*What is asked*: Reproduce the material below word for word, from the line containing "Task: identify the small red" through the end of the material, leaving out the pictures.

*Raw records*:
========
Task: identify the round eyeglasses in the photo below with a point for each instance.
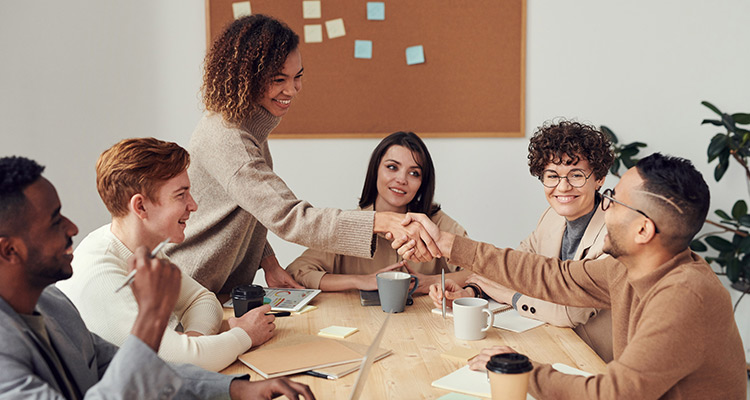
(576, 178)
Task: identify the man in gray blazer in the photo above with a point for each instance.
(46, 350)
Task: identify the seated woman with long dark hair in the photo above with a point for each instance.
(400, 178)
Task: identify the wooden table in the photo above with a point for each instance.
(417, 338)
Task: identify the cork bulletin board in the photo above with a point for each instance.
(471, 83)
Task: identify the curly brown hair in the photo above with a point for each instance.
(242, 62)
(551, 142)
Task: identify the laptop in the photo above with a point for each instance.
(364, 369)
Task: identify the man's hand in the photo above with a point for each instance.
(256, 323)
(408, 248)
(423, 244)
(452, 291)
(277, 276)
(496, 291)
(479, 363)
(156, 287)
(269, 389)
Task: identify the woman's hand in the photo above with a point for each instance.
(452, 291)
(479, 362)
(276, 276)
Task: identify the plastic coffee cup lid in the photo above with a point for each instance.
(509, 363)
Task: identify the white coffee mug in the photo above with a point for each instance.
(471, 318)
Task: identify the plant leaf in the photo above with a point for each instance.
(739, 210)
(720, 169)
(697, 245)
(712, 107)
(733, 270)
(722, 214)
(741, 118)
(719, 243)
(718, 144)
(745, 245)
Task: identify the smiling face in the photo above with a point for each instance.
(167, 216)
(568, 201)
(284, 86)
(399, 179)
(49, 241)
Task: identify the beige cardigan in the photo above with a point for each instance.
(239, 197)
(674, 333)
(309, 268)
(593, 325)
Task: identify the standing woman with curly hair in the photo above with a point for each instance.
(253, 72)
(571, 160)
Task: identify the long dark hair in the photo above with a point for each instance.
(422, 201)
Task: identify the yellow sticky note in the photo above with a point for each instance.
(313, 33)
(337, 332)
(311, 9)
(335, 28)
(241, 9)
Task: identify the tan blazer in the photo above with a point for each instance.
(593, 325)
(308, 269)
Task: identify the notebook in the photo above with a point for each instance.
(292, 300)
(338, 371)
(298, 355)
(370, 358)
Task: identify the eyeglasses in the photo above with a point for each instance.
(576, 178)
(607, 200)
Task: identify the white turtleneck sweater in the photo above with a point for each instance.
(240, 197)
(100, 266)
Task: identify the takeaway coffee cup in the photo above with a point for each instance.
(245, 298)
(471, 318)
(393, 290)
(509, 376)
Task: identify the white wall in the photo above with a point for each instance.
(77, 76)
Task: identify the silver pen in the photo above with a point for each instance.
(131, 275)
(442, 283)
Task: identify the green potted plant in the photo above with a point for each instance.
(732, 240)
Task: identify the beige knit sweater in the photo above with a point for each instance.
(674, 333)
(239, 197)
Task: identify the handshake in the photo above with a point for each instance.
(414, 236)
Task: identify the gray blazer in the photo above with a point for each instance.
(97, 368)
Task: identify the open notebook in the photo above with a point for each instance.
(505, 318)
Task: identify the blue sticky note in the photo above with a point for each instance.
(415, 55)
(375, 10)
(363, 49)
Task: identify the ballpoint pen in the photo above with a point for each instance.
(442, 283)
(131, 275)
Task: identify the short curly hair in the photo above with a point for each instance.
(553, 141)
(16, 174)
(241, 64)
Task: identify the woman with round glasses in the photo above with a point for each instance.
(571, 160)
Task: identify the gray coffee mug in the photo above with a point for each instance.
(393, 290)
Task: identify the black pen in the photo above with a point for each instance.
(319, 375)
(280, 314)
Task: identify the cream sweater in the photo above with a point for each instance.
(100, 267)
(240, 197)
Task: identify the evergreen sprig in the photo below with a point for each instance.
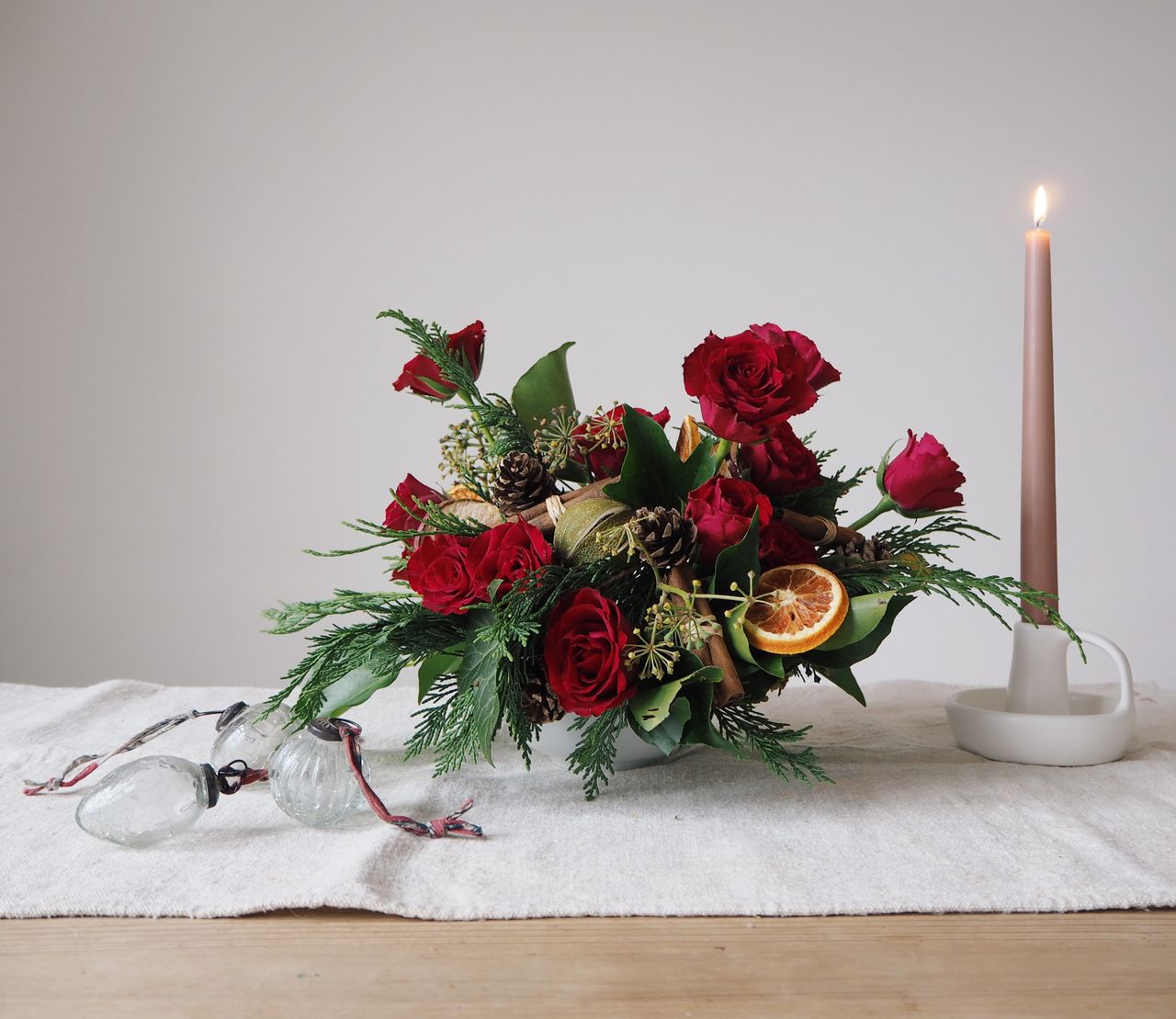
(596, 750)
(751, 730)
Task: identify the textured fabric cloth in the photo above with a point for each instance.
(911, 825)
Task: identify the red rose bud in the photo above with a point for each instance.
(923, 479)
(780, 545)
(507, 553)
(752, 382)
(404, 512)
(439, 571)
(586, 651)
(600, 443)
(722, 511)
(782, 465)
(423, 376)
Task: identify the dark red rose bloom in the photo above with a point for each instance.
(586, 651)
(780, 545)
(439, 571)
(750, 384)
(782, 465)
(403, 512)
(722, 510)
(600, 443)
(421, 374)
(507, 553)
(923, 478)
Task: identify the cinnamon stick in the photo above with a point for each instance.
(730, 686)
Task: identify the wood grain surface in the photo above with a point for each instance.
(338, 963)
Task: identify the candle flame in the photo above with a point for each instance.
(1040, 206)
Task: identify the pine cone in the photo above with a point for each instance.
(870, 550)
(522, 481)
(538, 701)
(667, 536)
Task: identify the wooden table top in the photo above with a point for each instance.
(338, 963)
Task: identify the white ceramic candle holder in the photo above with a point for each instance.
(1037, 719)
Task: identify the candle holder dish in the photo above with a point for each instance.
(1037, 719)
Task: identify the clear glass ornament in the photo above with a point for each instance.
(242, 734)
(311, 781)
(148, 800)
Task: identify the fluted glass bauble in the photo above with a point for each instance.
(311, 781)
(147, 800)
(251, 738)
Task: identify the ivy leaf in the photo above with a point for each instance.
(651, 473)
(545, 386)
(442, 662)
(740, 566)
(650, 707)
(865, 612)
(667, 737)
(844, 657)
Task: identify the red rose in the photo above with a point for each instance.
(722, 510)
(584, 653)
(782, 465)
(780, 545)
(750, 384)
(600, 443)
(403, 512)
(507, 553)
(923, 478)
(423, 376)
(439, 571)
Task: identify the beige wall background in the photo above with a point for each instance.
(205, 205)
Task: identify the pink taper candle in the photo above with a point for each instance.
(1038, 497)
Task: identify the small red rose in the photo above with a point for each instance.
(507, 553)
(923, 478)
(404, 512)
(423, 376)
(780, 545)
(722, 511)
(600, 443)
(586, 651)
(782, 465)
(751, 382)
(439, 571)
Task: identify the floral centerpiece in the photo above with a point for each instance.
(584, 564)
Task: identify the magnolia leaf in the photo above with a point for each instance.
(357, 685)
(544, 387)
(650, 707)
(844, 657)
(651, 473)
(667, 737)
(442, 662)
(865, 611)
(844, 679)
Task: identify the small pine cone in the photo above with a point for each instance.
(870, 550)
(522, 481)
(667, 536)
(538, 701)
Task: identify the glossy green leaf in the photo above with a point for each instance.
(444, 662)
(853, 653)
(545, 386)
(651, 473)
(845, 680)
(650, 707)
(865, 611)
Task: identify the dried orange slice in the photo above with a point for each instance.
(797, 608)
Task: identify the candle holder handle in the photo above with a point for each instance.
(1037, 719)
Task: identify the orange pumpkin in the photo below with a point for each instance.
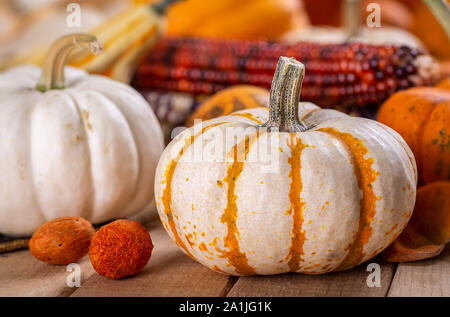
========
*Reply to the exercise*:
Task: identify the small red rose in the photo above with a point for each instance.
(507, 553)
(923, 478)
(404, 512)
(423, 376)
(780, 545)
(722, 511)
(600, 443)
(586, 651)
(782, 465)
(751, 382)
(439, 571)
Task: identify the floral centerpiece in the photo above with a point for each instance.
(584, 564)
Task: identify the magnolia leaf in the photo above with a point for each instance.
(357, 685)
(544, 387)
(650, 707)
(844, 657)
(651, 473)
(667, 737)
(442, 662)
(865, 611)
(844, 679)
Task: identify the small pine cone in the photo above with a point for each instance.
(870, 550)
(522, 481)
(667, 536)
(538, 701)
Task: identify the glossy green leaf in the photo above with a point for each instance.
(444, 662)
(853, 653)
(545, 386)
(651, 473)
(845, 680)
(650, 707)
(865, 611)
Task: identify the dried orange slice in the photo above with a point for each instance.
(797, 608)
Task: identify the candle holder handle in the photo above with a point for each instance.
(1037, 719)
Task: identify the orange pumpkin in the photo below with a point for each instance.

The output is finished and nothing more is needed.